** begin Data provided **
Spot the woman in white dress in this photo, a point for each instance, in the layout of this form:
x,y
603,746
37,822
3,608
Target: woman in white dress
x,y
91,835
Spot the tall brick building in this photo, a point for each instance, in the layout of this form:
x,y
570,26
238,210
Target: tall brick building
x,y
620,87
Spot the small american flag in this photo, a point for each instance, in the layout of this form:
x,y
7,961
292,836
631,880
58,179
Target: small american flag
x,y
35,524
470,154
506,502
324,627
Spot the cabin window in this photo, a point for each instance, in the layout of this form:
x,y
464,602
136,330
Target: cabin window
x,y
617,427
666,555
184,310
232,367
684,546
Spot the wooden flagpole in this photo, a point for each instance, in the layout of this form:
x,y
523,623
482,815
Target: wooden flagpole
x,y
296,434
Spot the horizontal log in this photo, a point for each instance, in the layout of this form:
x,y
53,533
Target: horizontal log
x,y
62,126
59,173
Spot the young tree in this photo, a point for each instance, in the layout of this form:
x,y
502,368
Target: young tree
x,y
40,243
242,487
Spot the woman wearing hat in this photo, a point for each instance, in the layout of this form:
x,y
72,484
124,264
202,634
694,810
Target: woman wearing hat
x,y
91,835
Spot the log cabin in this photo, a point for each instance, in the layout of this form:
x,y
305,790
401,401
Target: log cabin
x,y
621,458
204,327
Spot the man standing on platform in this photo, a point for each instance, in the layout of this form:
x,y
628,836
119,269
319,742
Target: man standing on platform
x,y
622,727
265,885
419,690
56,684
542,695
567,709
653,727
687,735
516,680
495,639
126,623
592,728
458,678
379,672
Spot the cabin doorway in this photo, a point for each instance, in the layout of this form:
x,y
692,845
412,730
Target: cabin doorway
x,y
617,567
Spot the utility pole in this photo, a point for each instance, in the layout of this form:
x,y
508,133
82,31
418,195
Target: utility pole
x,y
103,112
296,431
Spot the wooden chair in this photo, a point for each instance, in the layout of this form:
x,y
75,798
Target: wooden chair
** end Data provided **
Exercise instructions
Reproduce the entire listing above with every "Spot" replaced by "Locate", keeping everything else unchanged.

Answer to the problem
Locate the woman in white dress in this photo, a point for each instance, in the layout of this form:
x,y
603,746
37,822
3,608
Target: woman in white dress
x,y
91,835
Locate the tall brick building in this photo, a point for each instance, in the layout of this form:
x,y
570,26
238,210
Target: tall brick building
x,y
620,87
Locate the small american flag in this photo, a point for each instance, in the layout of this form:
x,y
7,961
292,836
631,880
58,179
Target: small american flag
x,y
35,524
470,154
506,502
324,627
Locate the cabin window in this photo, a point for each instance, in the layout of this form:
x,y
464,602
136,330
Target: cabin window
x,y
617,427
666,555
184,310
232,367
684,546
Locate the wooden flagpole in this photo, a point for each instance, in the layout of this form:
x,y
523,623
482,815
Target: wooden flagpole
x,y
296,434
Locate the horizontal log in this photo, a point for each instance, in the layout of this form:
x,y
53,533
Target: horizontal log
x,y
62,126
59,173
Locate the young tree in this photo, a point for each instance, in the layout of this form:
x,y
502,368
Target: young tree
x,y
40,243
242,487
Locate the woman wearing hat in this photo, a point for each instance, in the layout of this form:
x,y
72,484
124,264
202,634
694,810
Target: woman wearing hat
x,y
91,835
Locate the log cabin in this photo, a point for each instance, in the layout of this form:
x,y
305,790
401,401
Target: log cabin
x,y
621,458
204,327
Locate the man standing on platform in this photo, a point for each instance, in the layout of this form:
x,y
628,836
119,269
319,742
Target: man standing on platform
x,y
622,727
265,885
419,690
56,684
542,695
567,709
653,727
687,735
516,680
495,639
126,623
592,728
458,678
379,672
Locate the cabin doorway in this photo, a point for each instance, in the layout of this form:
x,y
692,845
412,730
Target: cabin doorway
x,y
617,567
Locate the utility pole in this photo, a point for each instance, in the layout of this form:
x,y
508,133
82,31
418,195
Target: utility pole
x,y
103,112
296,431
Locate the wooden chair in this photo, a point for each instance, in the layout of this form:
x,y
75,798
Target: wooden chair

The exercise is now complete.